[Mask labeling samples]
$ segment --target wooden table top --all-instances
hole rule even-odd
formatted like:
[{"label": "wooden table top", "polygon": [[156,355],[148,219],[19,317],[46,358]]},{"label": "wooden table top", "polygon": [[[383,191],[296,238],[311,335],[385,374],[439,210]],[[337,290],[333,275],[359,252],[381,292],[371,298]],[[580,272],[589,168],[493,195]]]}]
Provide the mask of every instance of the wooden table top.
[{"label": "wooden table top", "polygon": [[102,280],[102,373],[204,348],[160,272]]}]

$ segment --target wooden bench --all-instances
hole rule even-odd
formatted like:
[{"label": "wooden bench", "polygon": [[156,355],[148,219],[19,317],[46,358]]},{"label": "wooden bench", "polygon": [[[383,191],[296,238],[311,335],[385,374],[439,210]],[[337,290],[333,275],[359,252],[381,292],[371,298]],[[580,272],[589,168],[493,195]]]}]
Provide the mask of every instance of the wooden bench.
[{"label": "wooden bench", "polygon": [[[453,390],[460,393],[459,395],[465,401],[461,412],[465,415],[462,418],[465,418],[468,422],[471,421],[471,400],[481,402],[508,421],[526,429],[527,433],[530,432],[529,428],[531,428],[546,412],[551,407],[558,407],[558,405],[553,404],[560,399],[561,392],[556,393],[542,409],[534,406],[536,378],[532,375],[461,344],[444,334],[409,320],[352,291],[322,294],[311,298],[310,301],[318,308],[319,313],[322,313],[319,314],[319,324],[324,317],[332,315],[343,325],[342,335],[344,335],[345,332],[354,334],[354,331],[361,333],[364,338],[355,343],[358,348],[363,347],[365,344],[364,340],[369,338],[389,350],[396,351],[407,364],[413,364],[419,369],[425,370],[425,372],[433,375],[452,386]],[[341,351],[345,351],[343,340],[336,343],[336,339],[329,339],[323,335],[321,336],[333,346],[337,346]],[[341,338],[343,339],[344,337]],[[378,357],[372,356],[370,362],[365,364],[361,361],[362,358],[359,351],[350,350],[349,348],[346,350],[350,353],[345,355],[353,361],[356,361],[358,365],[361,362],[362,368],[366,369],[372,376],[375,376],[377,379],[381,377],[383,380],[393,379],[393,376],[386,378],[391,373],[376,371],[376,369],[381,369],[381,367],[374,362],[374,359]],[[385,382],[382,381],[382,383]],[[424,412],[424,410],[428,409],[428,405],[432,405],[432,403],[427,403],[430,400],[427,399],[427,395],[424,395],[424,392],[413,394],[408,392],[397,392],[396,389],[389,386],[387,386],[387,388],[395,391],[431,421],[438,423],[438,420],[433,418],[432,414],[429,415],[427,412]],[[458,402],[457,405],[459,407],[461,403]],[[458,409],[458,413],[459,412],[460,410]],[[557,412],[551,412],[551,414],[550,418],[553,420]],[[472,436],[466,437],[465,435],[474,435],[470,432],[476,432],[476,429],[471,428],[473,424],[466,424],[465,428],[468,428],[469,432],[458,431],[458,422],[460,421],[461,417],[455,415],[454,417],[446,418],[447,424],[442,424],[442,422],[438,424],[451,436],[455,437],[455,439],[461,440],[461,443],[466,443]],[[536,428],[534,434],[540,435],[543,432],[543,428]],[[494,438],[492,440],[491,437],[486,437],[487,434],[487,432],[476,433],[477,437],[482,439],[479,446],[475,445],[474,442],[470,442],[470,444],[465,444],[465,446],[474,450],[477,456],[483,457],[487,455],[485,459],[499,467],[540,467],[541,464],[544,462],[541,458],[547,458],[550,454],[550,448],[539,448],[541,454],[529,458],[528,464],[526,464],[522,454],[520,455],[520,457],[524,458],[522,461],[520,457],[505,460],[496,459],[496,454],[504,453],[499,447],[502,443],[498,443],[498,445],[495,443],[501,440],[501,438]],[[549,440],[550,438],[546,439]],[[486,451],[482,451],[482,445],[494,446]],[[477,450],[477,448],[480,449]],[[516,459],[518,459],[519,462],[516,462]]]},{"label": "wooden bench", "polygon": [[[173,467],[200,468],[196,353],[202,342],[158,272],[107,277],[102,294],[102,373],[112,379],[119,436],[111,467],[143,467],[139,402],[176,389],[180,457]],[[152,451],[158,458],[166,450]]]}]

- [Exercise details]: Update the material above by replacing every "hole rule" with "fill rule" and leaving all else unchanged.

- [Full answer]:
$ segment --target wooden table top --all-instances
fill rule even-odd
formatted like:
[{"label": "wooden table top", "polygon": [[156,355],[148,219],[19,317],[46,358]]},{"label": "wooden table top", "polygon": [[[383,191],[296,238],[311,335],[385,374],[439,210]],[[337,290],[333,275],[359,252],[381,292],[371,298]],[[580,272],[589,168],[493,195]]]}]
Provide the mask of every instance of the wooden table top.
[{"label": "wooden table top", "polygon": [[102,280],[102,373],[204,348],[160,272]]}]

$ segment --target wooden bench --all-instances
fill rule even-odd
formatted like:
[{"label": "wooden bench", "polygon": [[156,355],[148,219],[19,317],[46,358]]},{"label": "wooden bench", "polygon": [[[383,191],[296,238],[311,335],[385,374],[439,210]],[[337,290],[333,275],[359,252],[381,292],[371,298]],[[580,272],[589,168],[493,195]]]}]
Provide the mask of every instance of the wooden bench.
[{"label": "wooden bench", "polygon": [[[453,390],[460,393],[459,395],[465,401],[461,412],[465,415],[462,418],[465,418],[468,422],[471,421],[471,400],[481,402],[508,421],[526,429],[527,433],[530,432],[529,428],[531,428],[546,412],[551,407],[558,407],[558,405],[553,404],[560,399],[561,392],[556,393],[542,409],[534,406],[536,378],[532,375],[461,344],[444,334],[409,320],[352,291],[322,294],[311,298],[310,301],[318,308],[319,313],[322,313],[319,314],[319,324],[324,317],[332,315],[343,325],[342,335],[344,335],[345,332],[354,334],[354,331],[361,333],[364,338],[355,343],[358,348],[363,347],[365,344],[364,340],[369,338],[389,350],[396,351],[407,364],[413,364],[419,369],[425,370],[425,372],[433,375],[452,386]],[[341,351],[345,351],[343,340],[336,343],[336,339],[329,339],[323,335],[321,336],[333,346],[337,346]],[[341,338],[343,339],[344,337]],[[378,357],[372,356],[370,362],[365,364],[361,361],[362,358],[359,351],[350,350],[349,348],[346,350],[350,353],[345,355],[353,361],[356,361],[358,365],[361,362],[362,368],[366,369],[372,376],[375,376],[377,379],[381,377],[383,380],[393,379],[393,376],[386,378],[391,373],[376,371],[376,369],[381,369],[381,367],[374,362],[374,359]],[[385,382],[382,381],[382,383]],[[424,412],[424,410],[428,409],[428,405],[432,405],[432,403],[427,403],[430,400],[427,399],[427,395],[424,395],[424,392],[413,394],[408,392],[397,392],[396,389],[389,386],[387,386],[387,388],[395,391],[431,421],[438,423],[438,420],[433,418],[432,414],[429,415],[427,412]],[[458,402],[457,405],[459,407],[461,403]],[[458,409],[458,413],[459,412],[460,410]],[[557,412],[551,412],[551,414],[550,418],[553,420]],[[472,436],[466,437],[465,435],[474,435],[470,432],[476,432],[476,429],[471,428],[473,424],[466,424],[465,428],[468,428],[469,432],[458,431],[458,422],[460,421],[461,417],[455,415],[454,417],[446,418],[447,424],[442,424],[442,422],[438,424],[451,436],[455,437],[455,439],[461,440],[461,443],[466,443]],[[536,428],[534,434],[540,435],[543,432],[543,428]],[[494,438],[492,440],[491,437],[486,437],[487,434],[487,432],[476,433],[477,437],[482,439],[479,446],[475,445],[474,442],[470,442],[470,444],[465,444],[465,446],[474,450],[477,456],[483,457],[487,455],[485,459],[499,467],[540,467],[541,464],[544,462],[541,458],[547,458],[550,454],[550,448],[539,448],[541,454],[529,458],[528,464],[526,464],[522,454],[520,455],[520,457],[524,458],[522,461],[520,457],[505,460],[496,459],[496,454],[504,453],[499,447],[502,443],[498,443],[498,445],[495,443],[501,440],[501,438]],[[549,440],[550,438],[546,439]],[[486,451],[482,451],[482,445],[494,446]],[[477,450],[477,448],[480,449]],[[516,459],[518,459],[519,462],[516,462]]]},{"label": "wooden bench", "polygon": [[[173,467],[200,468],[196,353],[202,342],[158,272],[107,277],[102,294],[102,373],[112,379],[119,436],[111,467],[143,467],[139,402],[176,389],[180,457]],[[152,451],[158,458],[166,450]]]}]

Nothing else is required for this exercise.